### EXCERPT TO READ
Studio album by En Vogue
- Released: February 24, 2004
- Recorded: 2003–2004
- Genre: R&B
- Label: 33rd Street; Bayside;
- Producer: Foster & McElroy; Mo Benjamin; Jara Harris; Troy Johnson; Marlon McClain; Dave Meyers; Dwayne Morgan; Phillips Scott; Matt Theriault; Track Headz;

En Vogue chronology
| The Gift of Christmas (2002) | Soul Flower (2004) | Electric Café (2018) |

Singles from Soul Flower
- "Losin' My Mind" Released: December 2003; "Ooh Boy" Released: February 2004;

= Soul Flower =

Soul Flower is the sixth studio album by the American recording group En Vogue. Released through 33rd Street and Funkigirl Records and distributed by Bayside Entertainment on February 24, 2004, in the United States, the album marked the band's debut with the label as well as their first full-length release to feature vocals by new band member Rhona Bennett who had joined remaining founding members Terry Ellis and Cindy Herron the year before following the departure of Amanda Cole, resulting into the partial re-recording of several songs on Soul Flower that Cole had originally lent her voice to.

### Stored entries

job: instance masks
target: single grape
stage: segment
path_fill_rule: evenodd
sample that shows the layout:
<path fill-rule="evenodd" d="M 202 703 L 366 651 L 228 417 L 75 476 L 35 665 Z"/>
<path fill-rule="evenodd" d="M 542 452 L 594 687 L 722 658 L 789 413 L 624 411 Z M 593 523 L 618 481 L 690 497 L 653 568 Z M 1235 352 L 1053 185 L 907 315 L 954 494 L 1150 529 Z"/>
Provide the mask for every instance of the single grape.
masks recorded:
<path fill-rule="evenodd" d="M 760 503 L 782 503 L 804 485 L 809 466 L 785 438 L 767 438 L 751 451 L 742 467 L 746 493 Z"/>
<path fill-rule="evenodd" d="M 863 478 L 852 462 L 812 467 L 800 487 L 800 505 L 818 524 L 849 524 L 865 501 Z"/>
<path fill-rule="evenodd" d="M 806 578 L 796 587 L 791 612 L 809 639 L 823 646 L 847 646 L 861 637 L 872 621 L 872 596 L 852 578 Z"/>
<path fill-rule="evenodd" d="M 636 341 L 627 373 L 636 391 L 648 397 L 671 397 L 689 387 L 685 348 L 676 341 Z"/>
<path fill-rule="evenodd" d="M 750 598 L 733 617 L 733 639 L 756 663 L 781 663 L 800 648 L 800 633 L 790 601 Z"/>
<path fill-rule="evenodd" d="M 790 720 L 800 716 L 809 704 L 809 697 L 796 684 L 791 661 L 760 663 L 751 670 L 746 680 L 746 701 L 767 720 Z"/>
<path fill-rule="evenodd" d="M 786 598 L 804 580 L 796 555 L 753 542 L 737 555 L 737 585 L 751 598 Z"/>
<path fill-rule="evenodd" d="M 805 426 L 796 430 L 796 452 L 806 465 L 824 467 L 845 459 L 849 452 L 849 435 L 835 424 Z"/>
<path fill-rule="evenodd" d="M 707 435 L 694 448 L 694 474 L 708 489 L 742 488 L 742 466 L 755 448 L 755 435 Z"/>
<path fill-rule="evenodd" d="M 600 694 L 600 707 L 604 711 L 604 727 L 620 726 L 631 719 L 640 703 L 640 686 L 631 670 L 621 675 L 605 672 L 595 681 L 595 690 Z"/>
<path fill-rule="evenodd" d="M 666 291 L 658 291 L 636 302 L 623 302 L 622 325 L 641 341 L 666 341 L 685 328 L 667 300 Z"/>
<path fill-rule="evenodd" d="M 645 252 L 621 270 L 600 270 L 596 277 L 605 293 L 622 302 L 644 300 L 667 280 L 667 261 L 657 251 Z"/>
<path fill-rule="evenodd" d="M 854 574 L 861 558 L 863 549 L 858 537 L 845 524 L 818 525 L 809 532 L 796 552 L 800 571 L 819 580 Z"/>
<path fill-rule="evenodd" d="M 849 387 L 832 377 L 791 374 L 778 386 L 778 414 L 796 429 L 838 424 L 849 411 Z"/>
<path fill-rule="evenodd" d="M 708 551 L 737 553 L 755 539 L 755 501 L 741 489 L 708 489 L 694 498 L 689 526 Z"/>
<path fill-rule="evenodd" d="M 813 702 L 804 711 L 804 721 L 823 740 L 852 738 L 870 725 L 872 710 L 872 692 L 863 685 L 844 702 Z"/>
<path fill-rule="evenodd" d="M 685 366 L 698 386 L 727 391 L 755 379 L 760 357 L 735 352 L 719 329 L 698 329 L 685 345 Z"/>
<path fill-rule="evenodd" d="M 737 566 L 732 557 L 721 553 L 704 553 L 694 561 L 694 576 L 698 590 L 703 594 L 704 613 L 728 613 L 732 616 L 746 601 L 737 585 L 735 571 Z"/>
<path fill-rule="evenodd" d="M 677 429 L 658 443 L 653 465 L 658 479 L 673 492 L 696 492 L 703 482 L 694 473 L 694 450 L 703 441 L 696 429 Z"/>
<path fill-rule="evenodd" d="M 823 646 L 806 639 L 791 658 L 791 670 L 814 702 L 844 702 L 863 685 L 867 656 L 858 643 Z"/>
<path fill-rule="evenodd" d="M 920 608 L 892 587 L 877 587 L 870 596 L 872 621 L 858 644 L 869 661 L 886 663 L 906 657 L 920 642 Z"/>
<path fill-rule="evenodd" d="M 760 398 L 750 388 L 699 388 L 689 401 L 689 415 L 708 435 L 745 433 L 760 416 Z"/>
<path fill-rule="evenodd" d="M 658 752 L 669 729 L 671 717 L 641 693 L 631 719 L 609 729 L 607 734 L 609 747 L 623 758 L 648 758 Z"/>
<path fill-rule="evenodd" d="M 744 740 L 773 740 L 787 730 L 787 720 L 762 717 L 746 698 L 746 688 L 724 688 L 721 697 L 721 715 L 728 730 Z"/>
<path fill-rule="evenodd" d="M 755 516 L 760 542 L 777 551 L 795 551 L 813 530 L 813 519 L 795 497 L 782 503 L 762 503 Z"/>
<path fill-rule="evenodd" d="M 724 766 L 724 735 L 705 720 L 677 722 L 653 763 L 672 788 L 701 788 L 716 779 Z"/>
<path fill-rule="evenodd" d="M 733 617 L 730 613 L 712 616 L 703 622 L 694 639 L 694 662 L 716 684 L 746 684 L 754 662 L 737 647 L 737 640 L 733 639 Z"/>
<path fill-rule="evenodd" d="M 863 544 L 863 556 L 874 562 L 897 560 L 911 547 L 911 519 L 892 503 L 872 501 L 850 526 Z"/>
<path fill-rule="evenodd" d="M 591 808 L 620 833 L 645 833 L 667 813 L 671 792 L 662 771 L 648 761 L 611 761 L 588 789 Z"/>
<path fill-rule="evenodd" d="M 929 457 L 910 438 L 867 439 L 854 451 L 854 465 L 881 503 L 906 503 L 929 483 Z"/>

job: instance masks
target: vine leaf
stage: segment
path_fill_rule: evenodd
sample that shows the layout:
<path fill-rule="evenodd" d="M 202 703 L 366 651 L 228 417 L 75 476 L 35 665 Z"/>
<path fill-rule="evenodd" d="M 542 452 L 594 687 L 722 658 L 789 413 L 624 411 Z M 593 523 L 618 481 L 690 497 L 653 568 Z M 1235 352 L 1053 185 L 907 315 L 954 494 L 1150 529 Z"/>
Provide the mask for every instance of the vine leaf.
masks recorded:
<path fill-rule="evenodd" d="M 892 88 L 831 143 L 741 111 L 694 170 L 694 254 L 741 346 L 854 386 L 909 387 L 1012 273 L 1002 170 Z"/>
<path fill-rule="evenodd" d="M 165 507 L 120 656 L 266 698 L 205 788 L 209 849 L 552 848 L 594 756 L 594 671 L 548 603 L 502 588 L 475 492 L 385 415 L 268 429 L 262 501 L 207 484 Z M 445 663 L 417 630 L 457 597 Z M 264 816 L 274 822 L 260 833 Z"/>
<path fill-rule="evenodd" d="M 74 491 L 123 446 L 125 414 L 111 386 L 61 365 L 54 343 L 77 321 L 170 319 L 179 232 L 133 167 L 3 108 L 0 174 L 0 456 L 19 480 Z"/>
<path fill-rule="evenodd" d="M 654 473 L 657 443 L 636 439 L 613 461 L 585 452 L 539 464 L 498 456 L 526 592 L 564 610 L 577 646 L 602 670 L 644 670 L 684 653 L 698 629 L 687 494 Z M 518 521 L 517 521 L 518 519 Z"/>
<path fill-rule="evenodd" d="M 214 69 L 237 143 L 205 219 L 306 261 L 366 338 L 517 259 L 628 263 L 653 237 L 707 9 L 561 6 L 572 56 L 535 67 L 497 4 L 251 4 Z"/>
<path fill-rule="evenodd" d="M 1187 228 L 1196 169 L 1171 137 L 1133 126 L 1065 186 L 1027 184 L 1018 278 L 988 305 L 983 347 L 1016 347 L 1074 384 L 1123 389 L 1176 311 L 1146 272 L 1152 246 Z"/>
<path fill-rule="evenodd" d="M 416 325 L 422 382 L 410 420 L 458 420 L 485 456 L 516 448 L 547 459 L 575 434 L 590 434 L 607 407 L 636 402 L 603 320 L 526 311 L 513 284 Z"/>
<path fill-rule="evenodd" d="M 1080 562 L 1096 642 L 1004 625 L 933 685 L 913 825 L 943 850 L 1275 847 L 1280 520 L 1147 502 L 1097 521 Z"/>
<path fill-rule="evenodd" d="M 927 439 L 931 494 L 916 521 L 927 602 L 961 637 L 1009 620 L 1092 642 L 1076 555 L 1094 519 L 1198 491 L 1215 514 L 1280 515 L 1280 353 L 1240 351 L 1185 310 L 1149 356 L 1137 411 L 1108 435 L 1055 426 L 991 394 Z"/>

### TASK REQUIREMENTS
A. Answer these questions from the page on the album Soul Flower:
(i) On what date was the album released?
(ii) Which album follows Soul Flower in the En Vogue chronology?
(iii) Whose departure led to Rhona Bennett joining the group?
B. Reproduce the part of the page on the album Soul Flower that begins at the words "En Vogue chronology" and stops after the words "her voice to.".

### OUTPUTS
A.
(i) February 24, 2004
(ii) Electric Café (2018)
(iii) Amanda Cole

B.
En Vogue chronology
| The Gift of Christmas (2002) | Soul Flower (2004) | Electric Café (2018) |

Singles from Soul Flower
- "Losin' My Mind" Released: December 2003; "Ooh Boy" Released: February 2004;

= Soul Flower =

Soul Flower is the sixth studio album by the American recording group En Vogue. Released through 33rd Street and Funkigirl Records and distributed by Bayside Entertainment on February 24, 2004, in the United States, the album marked the band's debut with the label as well as their first full-length release to feature vocals by new band member Rhona Bennett who had joined remaining founding members Terry Ellis and Cindy Herron the year before following the departure of Amanda Cole, resulting into the partial re-recording of several songs on Soul Flower that Cole had originally lent her voice to.